Check each line of the records below and collect those holding "head".

*** Opening EXERCISE INPUT ***

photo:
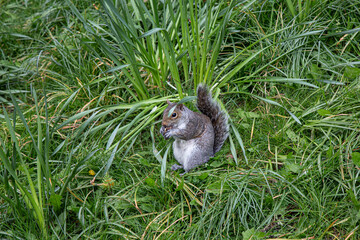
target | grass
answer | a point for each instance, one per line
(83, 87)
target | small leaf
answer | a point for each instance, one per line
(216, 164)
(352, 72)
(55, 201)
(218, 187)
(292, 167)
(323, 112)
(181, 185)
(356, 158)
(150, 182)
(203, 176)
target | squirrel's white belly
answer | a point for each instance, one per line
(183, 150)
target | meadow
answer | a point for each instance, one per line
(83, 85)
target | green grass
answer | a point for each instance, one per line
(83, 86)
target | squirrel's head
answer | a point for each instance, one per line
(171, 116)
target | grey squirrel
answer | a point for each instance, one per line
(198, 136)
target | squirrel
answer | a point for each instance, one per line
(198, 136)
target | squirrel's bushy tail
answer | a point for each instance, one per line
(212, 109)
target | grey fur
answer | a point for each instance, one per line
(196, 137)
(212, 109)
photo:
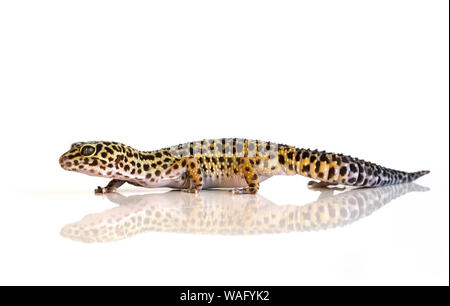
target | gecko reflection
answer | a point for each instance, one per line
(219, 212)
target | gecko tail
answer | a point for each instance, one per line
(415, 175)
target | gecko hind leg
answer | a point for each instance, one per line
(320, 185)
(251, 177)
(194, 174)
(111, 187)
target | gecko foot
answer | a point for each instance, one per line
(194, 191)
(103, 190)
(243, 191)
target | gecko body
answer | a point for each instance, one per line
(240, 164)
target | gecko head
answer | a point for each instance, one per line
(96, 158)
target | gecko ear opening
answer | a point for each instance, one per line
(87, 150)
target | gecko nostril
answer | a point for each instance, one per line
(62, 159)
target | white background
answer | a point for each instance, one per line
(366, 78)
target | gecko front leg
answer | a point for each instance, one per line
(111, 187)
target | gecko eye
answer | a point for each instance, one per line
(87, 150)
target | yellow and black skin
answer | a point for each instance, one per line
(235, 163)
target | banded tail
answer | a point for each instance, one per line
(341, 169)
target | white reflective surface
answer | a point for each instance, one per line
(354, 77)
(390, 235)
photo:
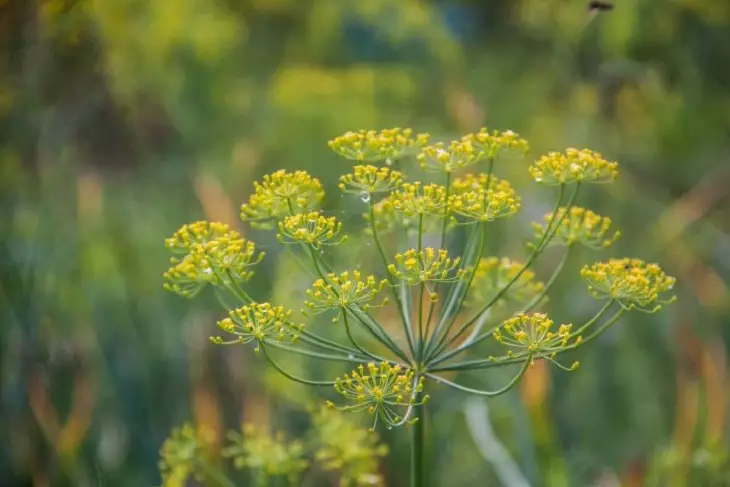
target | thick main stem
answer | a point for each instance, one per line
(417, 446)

*** Closing EXERCISE INPUT ***
*** Opening EXERCISE INPUT ***

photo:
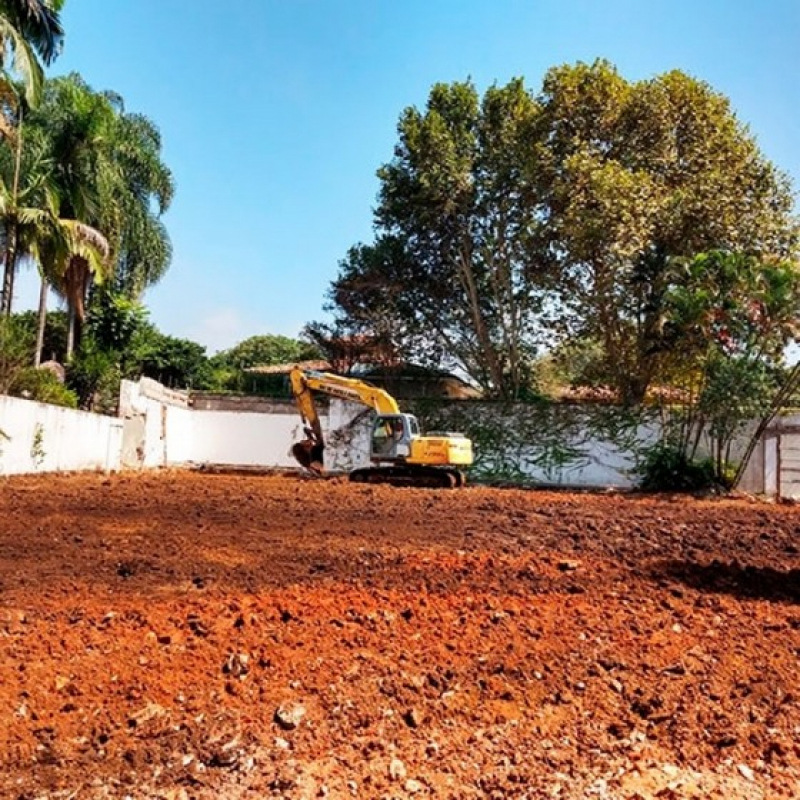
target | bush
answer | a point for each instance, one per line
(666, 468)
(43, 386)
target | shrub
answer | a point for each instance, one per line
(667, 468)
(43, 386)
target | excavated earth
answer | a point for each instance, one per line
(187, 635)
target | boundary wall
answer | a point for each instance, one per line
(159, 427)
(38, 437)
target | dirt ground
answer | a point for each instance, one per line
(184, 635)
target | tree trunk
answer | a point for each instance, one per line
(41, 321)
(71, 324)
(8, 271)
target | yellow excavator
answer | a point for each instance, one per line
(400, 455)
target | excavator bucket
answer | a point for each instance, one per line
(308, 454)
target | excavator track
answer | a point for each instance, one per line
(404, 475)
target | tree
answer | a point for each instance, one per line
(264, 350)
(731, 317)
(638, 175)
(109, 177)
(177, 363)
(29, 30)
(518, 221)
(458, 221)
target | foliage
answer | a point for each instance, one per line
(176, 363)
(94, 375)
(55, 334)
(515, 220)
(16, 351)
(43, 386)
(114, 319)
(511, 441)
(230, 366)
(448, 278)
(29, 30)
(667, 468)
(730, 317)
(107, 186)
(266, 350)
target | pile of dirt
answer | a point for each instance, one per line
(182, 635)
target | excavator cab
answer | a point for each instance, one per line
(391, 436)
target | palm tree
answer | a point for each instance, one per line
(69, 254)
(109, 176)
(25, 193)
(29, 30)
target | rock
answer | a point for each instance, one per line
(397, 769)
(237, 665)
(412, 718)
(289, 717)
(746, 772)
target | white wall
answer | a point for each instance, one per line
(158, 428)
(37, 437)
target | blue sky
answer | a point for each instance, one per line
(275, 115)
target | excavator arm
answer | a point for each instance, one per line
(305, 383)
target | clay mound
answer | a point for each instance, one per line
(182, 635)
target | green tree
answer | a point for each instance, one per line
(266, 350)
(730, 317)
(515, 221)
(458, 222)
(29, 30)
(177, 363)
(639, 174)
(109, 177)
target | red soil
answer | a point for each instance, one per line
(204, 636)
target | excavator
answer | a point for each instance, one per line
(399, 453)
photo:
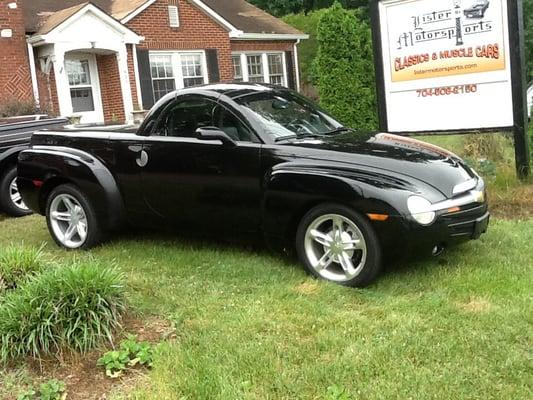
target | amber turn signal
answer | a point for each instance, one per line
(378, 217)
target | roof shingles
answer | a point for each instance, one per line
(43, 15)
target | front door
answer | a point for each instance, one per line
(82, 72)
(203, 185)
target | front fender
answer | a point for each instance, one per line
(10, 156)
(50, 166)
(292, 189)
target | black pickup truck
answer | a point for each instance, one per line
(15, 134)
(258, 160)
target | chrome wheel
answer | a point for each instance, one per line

*** Closing EXERCISE INPUT ***

WRITTEN ANSWER:
target | squirrel's head
target | gecko head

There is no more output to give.